# TASK DESCRIPTION
Copy out the following lines word for word, with nothing changed.

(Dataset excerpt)
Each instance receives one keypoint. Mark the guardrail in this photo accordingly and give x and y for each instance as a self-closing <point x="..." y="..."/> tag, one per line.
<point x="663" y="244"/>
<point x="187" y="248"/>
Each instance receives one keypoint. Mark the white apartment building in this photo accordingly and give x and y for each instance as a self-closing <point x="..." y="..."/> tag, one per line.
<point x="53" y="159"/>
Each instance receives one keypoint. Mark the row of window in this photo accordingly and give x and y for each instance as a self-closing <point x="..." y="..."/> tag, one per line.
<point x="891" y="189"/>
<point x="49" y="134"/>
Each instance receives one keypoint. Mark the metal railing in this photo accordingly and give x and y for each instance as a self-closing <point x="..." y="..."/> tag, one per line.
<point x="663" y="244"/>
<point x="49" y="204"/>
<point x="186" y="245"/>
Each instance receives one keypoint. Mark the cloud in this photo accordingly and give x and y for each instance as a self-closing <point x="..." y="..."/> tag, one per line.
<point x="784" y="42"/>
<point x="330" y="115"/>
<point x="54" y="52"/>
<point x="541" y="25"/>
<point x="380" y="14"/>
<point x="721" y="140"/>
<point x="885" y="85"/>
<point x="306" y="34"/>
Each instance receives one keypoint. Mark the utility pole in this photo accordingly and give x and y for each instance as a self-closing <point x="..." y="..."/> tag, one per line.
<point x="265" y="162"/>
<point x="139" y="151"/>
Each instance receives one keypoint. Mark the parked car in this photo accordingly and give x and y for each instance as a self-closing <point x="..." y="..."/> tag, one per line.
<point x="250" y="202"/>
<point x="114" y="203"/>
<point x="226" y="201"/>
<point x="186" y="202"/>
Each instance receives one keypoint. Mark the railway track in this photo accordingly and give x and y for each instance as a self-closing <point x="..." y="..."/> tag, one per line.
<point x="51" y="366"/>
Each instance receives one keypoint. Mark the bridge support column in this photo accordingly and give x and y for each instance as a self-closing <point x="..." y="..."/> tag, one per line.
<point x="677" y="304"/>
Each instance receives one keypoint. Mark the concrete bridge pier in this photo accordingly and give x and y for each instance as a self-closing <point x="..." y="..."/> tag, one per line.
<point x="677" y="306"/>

# RESPONSE
Each instance receives one keypoint. Mark the guardrail in this photo accordingly and give x and y for each instance as a self-closing <point x="..." y="..."/> tag, one per line.
<point x="663" y="244"/>
<point x="187" y="248"/>
Each instance receives one keypoint. Mark the white apartment building in this photo accordingly and give x and y for each instance as a self-closing <point x="..." y="..."/> tag, one per line.
<point x="53" y="159"/>
Each instance receives one keypoint. Mark the row of window in this photo accordingly and give x and y for each instance as a self-closing <point x="..." y="..."/> tag, one per line.
<point x="891" y="189"/>
<point x="49" y="134"/>
Each instance receives one keypoint. Mark the metal railing in this photo accordingly and give x and y for each instance as a self-closing <point x="..." y="..."/> tag, one per line.
<point x="663" y="244"/>
<point x="49" y="204"/>
<point x="186" y="245"/>
Each instance receives one keypoint. Mark the cloud in this photo accordingly and give x and y for each instance as a self-closing <point x="..." y="..."/> tag, one per line.
<point x="784" y="42"/>
<point x="330" y="115"/>
<point x="54" y="52"/>
<point x="541" y="25"/>
<point x="380" y="14"/>
<point x="721" y="140"/>
<point x="885" y="85"/>
<point x="306" y="34"/>
Each instance receives one keypoint. Mark the utility pole in this photo accordingly and give x and y for each instance as a self-closing <point x="..." y="..."/> tag, one per line.
<point x="265" y="162"/>
<point x="139" y="151"/>
Each instance receives one keypoint. Mark the parked car in this photo accordingly and give x and y for each instance as a self-closing <point x="..." y="..."/> tag, one per line.
<point x="250" y="202"/>
<point x="114" y="203"/>
<point x="226" y="201"/>
<point x="186" y="202"/>
Each instance receives one keypoint. Mark the railway track in this photo accordingly and give x and y for each instance as a self-closing <point x="..." y="..."/> tag, one per line.
<point x="51" y="366"/>
Each instance receives one keypoint. Mark the bridge support column in this photo accordingly and give x and y for each instance as a self-closing <point x="..." y="..."/> tag, one per line.
<point x="677" y="304"/>
Each instance receives one keypoint. Mark the concrete bridge pier in this photo accordingly and give x and y for each instance as a self-closing <point x="..." y="..."/> tag, one per line.
<point x="677" y="306"/>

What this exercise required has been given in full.